>> Start READING TEXT

# NBD Northern Ricky



## Brett Pearson (Apr 26, 2016)

Just wanted to show off my new (old) bass. I picked it up today and couldn't be happier as I finally have a Northern guitar and it is a Rickenbacker bass copy. I have been wanting to get a rick bass copy for a while now and have looked for a Northern guitar of any type for years and just haven't found one until now. I didn't know that Northern had made Rickenbacker copies and couldn't find any online so I guess they are somewhat scarce. It works and sounds great and I couldn't be happier.


----------



## Budda (May 29, 2007)

That looks like fun!


----------



## keto (May 23, 2006)

Checker binding *drool*. Where'd you find that?


----------



## Brett Pearson (Apr 26, 2016)

I picked it up at Curries Music in Gravenhurst. Great store full of cool used and vintage gear.

>> End READING TEXT

#### TASKS FOR THIS EXERCISE
1. In the forum thread about the Northern bass, at which store was the bass bought?
2. Carry on the forum thread about the Northern bass, starting after its last post.

>> Start RAW RECORDS

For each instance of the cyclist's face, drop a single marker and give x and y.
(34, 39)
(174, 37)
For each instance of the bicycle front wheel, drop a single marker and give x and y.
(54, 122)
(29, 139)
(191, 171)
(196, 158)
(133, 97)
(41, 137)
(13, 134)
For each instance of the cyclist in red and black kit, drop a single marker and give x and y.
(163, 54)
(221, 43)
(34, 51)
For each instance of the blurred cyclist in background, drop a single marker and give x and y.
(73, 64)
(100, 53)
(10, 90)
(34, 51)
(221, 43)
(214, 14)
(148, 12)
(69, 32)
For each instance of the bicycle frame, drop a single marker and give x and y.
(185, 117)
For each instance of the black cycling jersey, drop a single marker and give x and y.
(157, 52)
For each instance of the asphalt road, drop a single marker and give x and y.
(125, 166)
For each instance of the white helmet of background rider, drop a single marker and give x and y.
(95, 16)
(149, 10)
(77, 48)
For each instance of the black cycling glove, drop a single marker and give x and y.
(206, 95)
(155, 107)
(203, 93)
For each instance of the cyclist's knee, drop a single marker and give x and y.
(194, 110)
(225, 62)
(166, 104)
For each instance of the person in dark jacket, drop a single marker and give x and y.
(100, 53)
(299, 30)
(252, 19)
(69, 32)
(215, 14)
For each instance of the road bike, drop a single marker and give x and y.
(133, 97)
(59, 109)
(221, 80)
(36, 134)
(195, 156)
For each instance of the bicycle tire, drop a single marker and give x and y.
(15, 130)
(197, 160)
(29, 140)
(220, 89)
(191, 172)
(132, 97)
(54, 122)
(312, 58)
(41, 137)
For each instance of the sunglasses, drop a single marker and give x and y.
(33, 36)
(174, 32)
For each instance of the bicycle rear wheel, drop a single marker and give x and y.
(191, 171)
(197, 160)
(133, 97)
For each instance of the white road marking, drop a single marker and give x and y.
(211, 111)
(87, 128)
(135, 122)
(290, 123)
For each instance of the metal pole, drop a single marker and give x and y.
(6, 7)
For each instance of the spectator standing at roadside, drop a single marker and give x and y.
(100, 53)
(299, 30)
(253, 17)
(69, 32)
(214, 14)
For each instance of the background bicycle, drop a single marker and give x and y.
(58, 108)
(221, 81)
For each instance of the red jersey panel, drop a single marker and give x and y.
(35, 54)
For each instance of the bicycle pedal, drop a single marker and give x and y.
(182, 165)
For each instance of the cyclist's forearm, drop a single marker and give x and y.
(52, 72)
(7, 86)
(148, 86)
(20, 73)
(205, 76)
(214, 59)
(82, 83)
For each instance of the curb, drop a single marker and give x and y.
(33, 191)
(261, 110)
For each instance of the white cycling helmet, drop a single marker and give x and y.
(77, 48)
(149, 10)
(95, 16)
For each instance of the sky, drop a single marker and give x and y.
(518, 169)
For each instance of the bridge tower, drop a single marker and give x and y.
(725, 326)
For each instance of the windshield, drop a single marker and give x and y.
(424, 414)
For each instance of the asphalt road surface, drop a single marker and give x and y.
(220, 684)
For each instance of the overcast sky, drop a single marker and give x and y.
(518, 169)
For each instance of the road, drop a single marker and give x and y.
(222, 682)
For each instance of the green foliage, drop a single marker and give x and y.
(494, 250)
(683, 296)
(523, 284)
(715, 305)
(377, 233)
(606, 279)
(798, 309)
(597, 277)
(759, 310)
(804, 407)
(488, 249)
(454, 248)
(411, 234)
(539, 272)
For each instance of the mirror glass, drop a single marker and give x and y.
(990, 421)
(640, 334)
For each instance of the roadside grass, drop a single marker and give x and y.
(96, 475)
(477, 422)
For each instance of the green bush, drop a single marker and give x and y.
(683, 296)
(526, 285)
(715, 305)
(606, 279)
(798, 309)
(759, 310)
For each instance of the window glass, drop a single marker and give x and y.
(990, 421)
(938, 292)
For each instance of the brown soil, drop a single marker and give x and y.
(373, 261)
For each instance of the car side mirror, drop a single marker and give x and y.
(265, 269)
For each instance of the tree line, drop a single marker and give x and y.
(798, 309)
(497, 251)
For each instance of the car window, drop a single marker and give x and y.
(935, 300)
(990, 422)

>> End RAW RECORDS

#### TASK ANSWERS
1. Curries Music in Gravenhurst.

2.
----------



## Guest (Mar 16, 2017)

Aww man. I want it! lol.
That is so cool!
Congrats!


----------



## Brett Pearson (Apr 26, 2016)

Thanks. I haven't been this excited over a new acquisition in a long time.


----------



## djmarcelca (Aug 2, 2012)

never come across one of those. Very cool


----------



## capnjim (Aug 19, 2011)

That is awesome! My first electric was a Northern strat. I would love to find one.
Is it a set neck??
Very cool


----------



## Brett Pearson (Apr 26, 2016)

Its a bolt on neck but it seems to stay in tune well and the sustain seems good from my initial tryout. The neck isn't overly beefy either which is a good thing for me.


----------



## Brett Pearson (Apr 26, 2016)

Years ago I looked at a used Northern strat but turned it down as it was in rough cosmetic shape and they were asking top dollar for it. I have regretted it ever since. I figured I would just wait until another one showed up but now wish I had bought it as you don't see them very often and it was already relic'd...lol.


----------



## zontar (Oct 25, 2007)

Cool--enjoy!


----------



## Rollin Hand (Jul 12, 2012)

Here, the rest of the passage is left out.